Written request A:
Answer these questions about the profile of Renee Beyda:
(i) How old is Renee Beyda?
(ii) Who in her family prefers that she dress more covered up?
(iii) What does she say she covers when she goes to shul on holidays?

Page text:
<<<<

Unlike some Jewish women, Renee Beyda a 20-year-old Orthodox Jewish student from Brooklyn, said she is religiously observant but does not think twice about the way that she dresses. Beyda feels comfortable dressing in jeans and a t-shirt, but still considers herself religious and respects women who choose to dress traditionally. “I respect modestly dressed Jewish girls for the effort and strength they have while being able to dress that way, but I never wished I would dress more modestly,” she said. “I enjoy dressing with my own sense of style.”

She doesn’t regret her decision to dress the way that she does but like all fathers, hers feels that maybe she could dress a little more modestly. “But my father who is a little more religious than I am prefers I dress a little more covered up, but that just might be a father’s opinion as well.”

Although Beyda dresses in jeans and a t-shirt on a day-to-day basis, she respects the rules of dress when going to synagogue. “I go to a pretty religious Orthodox shul so when I go on holidays I follow the rules pretty strictly. I cover my knees, wear tights, and cover my elbows and collarbones too. I am still slightly judged by the other congregants but only because they cover more extremely whereas I cover just enough.”

Beyda says the other, more conservative women stare at her and she can tell they are whispering things to each other about the way that she is dressed.

>>>>

Written request B: Switch "marker" to "point" in the records, from their first line through the line holding "[(820, 557), (781, 173)]", inclusive. Return only those lines, with everything else unchanged.

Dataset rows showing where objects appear

<<<<

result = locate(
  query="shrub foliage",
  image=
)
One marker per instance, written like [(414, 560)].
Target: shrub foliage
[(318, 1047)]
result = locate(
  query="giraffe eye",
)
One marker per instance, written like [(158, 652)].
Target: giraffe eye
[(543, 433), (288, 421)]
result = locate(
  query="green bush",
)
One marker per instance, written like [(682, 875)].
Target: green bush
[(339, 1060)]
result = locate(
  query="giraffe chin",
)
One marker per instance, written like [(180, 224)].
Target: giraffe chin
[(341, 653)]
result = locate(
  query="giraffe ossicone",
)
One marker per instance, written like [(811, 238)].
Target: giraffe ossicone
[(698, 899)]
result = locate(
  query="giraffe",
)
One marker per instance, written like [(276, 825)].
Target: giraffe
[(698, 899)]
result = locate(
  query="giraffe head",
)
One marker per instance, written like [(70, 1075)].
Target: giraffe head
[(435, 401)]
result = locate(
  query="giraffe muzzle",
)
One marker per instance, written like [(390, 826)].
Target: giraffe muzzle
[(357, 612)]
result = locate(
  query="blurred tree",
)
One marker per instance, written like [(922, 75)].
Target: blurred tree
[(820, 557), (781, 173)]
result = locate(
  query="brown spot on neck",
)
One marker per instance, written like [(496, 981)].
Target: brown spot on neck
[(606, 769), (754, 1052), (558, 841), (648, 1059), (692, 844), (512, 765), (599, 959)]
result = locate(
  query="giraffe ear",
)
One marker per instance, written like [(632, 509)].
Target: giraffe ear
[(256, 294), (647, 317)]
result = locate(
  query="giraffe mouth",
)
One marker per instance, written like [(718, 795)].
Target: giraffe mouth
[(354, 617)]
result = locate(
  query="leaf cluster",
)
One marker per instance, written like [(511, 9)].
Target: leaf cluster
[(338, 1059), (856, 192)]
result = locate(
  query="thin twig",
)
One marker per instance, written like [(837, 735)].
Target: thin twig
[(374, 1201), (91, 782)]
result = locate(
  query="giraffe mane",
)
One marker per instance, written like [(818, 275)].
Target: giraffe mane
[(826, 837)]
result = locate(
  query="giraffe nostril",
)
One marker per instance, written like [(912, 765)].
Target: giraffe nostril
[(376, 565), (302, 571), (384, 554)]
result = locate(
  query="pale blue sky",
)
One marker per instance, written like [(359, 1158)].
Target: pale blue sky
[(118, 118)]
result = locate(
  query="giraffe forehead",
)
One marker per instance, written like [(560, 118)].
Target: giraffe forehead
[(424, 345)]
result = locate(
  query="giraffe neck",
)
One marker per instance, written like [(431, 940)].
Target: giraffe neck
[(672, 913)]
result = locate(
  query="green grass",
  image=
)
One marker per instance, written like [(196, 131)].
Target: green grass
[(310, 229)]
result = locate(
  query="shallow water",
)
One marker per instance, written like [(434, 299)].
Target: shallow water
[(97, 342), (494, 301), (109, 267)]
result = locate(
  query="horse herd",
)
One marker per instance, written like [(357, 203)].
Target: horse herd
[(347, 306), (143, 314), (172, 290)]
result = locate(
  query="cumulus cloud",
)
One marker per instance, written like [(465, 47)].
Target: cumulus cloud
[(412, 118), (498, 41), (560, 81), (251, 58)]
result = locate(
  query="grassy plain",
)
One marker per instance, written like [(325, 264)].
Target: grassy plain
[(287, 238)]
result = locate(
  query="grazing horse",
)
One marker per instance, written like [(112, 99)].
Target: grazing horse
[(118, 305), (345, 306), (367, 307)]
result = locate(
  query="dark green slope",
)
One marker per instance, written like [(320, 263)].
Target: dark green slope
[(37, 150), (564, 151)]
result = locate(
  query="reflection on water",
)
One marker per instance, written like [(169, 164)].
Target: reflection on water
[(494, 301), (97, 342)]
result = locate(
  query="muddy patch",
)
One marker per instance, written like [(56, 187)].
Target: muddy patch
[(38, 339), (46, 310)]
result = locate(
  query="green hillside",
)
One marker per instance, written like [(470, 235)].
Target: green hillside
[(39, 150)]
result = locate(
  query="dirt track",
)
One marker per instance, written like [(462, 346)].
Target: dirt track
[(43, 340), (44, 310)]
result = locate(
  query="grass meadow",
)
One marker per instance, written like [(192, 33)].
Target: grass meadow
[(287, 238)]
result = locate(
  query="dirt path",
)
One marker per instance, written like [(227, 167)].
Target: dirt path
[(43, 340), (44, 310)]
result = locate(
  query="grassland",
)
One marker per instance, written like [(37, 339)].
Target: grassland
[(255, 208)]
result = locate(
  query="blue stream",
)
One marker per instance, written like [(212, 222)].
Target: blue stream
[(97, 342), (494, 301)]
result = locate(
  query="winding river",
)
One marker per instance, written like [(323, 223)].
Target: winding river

>>>>

Exercise response A:
(i) She is 20 years old.
(ii) Her father.
(iii) She covers her knees, elbows and collarbones, and she wears tights.

Exercise response B:
result = locate(
  query="shrub foliage",
  image=
)
One point per instance, written like [(414, 560)].
Target: shrub foliage
[(318, 1047)]
result = locate(
  query="giraffe eye",
)
One point per instance, written like [(158, 652)].
Target: giraffe eye
[(543, 433), (288, 421)]
result = locate(
  query="green bush",
)
One point per instance, written like [(682, 875)].
Target: green bush
[(339, 1060)]
result = locate(
  query="giraffe chin",
)
One point per instance, written like [(180, 224)].
Target: giraffe chin
[(341, 653)]
result = locate(
  query="giraffe ossicone",
)
One point per instance, written like [(811, 238)].
Target: giraffe ossicone
[(698, 899)]
result = locate(
  query="giraffe",
)
One point per instance, written like [(276, 825)].
Target: giraffe
[(698, 899)]
result = locate(
  query="giraffe head",
)
One point per instance, written like [(70, 1075)].
Target: giraffe head
[(435, 401)]
result = locate(
  query="giraffe muzzle",
)
One point per instance, written like [(390, 826)].
Target: giraffe muzzle
[(357, 612)]
result = locate(
  query="blurred tree",
)
One point per instance, written like [(922, 75)].
Target: blurred tree
[(820, 557), (781, 173)]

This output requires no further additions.